## [Given instruction A]
According to the smart city data text, why do bottlenecks in data processing or storage hurt users? Answer in one to three sentences.
## [Given instruction B]
Based on the smart city data text, mark each statement yes or no and quote the deciding words: (i) The processed results are stored in AWS S3. (ii) Manual interventions shorten processing time. (iii) Redshift is the tool that processes the data.
:: Reading text
Move Smart: Real-Time Smart City Data Processing

Overview

The Move Smart project is a real-time data processing system for a smart city simulation. It integrates various data sources, processes the data using Apache Spark, and stores the results in AWS S3. The system also includes a Redshift external schema for querying the processed data.

What Drives Metrics Up or Down?

Key Factors Impacting Metrics:

1. Data Accuracy and Completeness:

   • Up: Ensuring accurate and complete data collection across all sensors and sources improves decision-making and system reliability.
   • Down: Incomplete or inaccurate data can lead to poor decision-making and reduced system effectiveness.

   Action: Implement rigorous data validation and real-time monitoring to ensure data integrity.

2. System Scalability and Performance:

   • Up: Efficient processing of large volumes of real-time data leads to faster response times and better handling of peak loads.
   • Down: Bottlenecks in data processing or storage can slow down system performance, leading to delays and reduced user satisfaction.

   Action: Optimize the Spark jobs and S3 storage to handle larger datasets efficiently, and ensure proper load balancing.

3. User Engagement and Satisfaction:

   • Up: High-quality insights and actionable recommendations improve user engagement and satisfaction, driving system adoption.
   • Down: Poor user experience or irrelevant recommendations can lead to disengagement and decreased usage.

   Action: Continuously update and refine algorithms to ensure they meet user needs, and provide clear, actionable insights.

4. Operational Efficiency:

   • Up: Streamlined workflows and automation reduce operational costs and increase system efficiency.
   • Down: Manual interventions and inefficient processes increase costs and processing time, reducing overall system efficiency.

   Action: Automate repetitive tasks and optimize workflows to enhance operational efficiency.

5. Security and Compliance:

   • Up: Strong security measures and compliance with regulatory standards increase user trust and system reliability.
   • Down: Security breaches or non-compliance can lead to fines, loss of trust, and reduced system usage.

   Action: Implement robust security protocols and ensure compliance with relevant regulations.

Recommendations:

• Regularly review and update data processing pipelines to ensure they align with the latest technology and user needs.
::::
:: Information supplied
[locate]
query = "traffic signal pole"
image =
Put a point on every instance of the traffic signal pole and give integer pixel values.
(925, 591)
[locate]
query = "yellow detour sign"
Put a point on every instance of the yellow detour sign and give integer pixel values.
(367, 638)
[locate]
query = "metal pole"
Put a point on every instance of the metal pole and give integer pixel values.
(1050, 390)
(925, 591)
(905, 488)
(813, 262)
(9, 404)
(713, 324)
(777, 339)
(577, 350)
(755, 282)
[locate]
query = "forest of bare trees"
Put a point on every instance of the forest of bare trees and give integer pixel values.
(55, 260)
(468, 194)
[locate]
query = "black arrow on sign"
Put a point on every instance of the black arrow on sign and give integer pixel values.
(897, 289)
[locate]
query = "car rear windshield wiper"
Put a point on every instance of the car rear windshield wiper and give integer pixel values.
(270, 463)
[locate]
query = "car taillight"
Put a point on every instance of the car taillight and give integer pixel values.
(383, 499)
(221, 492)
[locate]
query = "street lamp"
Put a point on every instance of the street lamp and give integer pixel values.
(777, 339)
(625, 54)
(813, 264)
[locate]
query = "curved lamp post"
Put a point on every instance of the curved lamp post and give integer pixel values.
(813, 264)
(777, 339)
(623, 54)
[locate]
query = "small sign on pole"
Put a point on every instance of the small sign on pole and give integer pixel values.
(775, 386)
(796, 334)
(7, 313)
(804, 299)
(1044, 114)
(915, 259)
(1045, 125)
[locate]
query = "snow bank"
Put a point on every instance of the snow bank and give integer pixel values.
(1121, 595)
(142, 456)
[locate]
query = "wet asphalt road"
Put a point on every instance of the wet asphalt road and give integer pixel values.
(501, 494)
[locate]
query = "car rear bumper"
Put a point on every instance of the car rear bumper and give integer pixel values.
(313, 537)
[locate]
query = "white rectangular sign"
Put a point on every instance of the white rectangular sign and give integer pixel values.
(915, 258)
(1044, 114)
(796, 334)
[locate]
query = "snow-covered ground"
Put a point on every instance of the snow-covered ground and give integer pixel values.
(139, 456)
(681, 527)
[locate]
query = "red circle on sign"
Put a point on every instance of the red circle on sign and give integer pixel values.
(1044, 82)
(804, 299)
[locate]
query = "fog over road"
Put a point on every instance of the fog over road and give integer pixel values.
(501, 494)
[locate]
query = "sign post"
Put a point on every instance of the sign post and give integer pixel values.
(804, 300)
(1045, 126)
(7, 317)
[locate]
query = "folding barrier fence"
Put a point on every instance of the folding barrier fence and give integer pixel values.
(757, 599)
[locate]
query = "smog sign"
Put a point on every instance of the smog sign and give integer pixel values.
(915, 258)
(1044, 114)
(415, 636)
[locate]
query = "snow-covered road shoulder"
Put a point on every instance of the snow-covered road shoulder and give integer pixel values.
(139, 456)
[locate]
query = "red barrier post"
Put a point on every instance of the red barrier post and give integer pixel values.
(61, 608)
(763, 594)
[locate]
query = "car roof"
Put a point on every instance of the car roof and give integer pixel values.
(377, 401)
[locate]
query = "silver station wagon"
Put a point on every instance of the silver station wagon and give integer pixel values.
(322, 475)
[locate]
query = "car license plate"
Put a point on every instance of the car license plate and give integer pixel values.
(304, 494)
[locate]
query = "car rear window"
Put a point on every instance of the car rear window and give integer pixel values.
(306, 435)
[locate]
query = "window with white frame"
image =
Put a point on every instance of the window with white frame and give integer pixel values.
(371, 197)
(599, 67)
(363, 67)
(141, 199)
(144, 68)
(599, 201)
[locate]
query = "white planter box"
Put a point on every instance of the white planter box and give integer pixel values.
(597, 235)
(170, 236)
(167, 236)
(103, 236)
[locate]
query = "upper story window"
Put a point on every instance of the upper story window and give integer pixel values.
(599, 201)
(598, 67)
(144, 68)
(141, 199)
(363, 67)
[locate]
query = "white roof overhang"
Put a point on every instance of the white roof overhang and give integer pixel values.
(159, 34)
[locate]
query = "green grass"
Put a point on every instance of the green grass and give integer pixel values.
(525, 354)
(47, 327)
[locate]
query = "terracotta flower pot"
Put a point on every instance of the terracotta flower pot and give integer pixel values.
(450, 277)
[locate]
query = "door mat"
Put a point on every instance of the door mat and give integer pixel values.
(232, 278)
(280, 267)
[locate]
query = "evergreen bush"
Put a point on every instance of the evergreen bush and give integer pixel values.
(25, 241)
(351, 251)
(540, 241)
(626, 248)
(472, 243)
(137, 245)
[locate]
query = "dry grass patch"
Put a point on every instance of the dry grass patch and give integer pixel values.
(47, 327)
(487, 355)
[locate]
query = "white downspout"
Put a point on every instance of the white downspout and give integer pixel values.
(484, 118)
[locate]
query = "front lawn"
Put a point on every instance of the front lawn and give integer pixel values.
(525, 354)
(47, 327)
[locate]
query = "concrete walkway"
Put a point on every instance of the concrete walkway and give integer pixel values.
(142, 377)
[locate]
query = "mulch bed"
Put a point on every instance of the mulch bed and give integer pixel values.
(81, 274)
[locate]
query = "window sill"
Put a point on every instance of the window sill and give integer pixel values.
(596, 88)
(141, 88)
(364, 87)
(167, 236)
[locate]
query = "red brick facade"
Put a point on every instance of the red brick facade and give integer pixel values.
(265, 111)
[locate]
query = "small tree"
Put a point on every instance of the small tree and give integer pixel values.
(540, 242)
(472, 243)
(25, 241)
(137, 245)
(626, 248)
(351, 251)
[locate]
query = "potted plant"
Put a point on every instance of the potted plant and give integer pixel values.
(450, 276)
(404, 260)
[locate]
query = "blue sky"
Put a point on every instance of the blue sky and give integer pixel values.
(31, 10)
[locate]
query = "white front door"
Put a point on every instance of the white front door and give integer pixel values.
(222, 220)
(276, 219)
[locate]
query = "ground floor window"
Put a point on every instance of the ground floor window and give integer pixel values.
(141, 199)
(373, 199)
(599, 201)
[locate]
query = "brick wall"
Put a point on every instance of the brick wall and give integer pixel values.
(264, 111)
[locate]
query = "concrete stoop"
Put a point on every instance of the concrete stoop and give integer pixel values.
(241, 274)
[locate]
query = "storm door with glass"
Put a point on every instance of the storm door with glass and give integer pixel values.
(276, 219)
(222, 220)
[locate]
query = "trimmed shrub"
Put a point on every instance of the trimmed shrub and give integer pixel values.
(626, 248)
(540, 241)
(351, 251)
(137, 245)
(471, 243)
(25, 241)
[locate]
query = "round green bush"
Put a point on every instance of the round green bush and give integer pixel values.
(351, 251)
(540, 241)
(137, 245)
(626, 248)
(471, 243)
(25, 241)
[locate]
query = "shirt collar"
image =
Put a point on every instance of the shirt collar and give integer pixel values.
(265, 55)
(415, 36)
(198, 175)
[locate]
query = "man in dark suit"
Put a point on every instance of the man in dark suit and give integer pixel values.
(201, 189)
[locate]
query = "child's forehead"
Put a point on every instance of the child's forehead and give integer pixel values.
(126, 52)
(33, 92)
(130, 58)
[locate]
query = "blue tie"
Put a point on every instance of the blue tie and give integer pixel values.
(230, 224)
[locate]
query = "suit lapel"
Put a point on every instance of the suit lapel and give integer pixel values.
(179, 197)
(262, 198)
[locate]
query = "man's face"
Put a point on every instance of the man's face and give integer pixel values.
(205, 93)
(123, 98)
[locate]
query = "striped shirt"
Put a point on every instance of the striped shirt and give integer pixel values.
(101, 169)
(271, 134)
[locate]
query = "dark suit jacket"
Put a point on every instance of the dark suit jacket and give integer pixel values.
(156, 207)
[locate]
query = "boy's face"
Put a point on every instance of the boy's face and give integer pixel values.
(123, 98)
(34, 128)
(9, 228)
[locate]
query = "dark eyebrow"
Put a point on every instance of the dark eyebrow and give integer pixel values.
::::
## [Correct response A]
Bottlenecks in data processing or storage can slow down system performance. That slowdown leads to delays and reduced user satisfaction.

## [Correct response B]
(i) Yes: "stores the results in AWS S3"
(ii) No: "Manual interventions and inefficient processes increase costs and processing time"
(iii) No: "processes the data using Apache Spark"; Redshift serves as "a Redshift external schema for querying the processed data"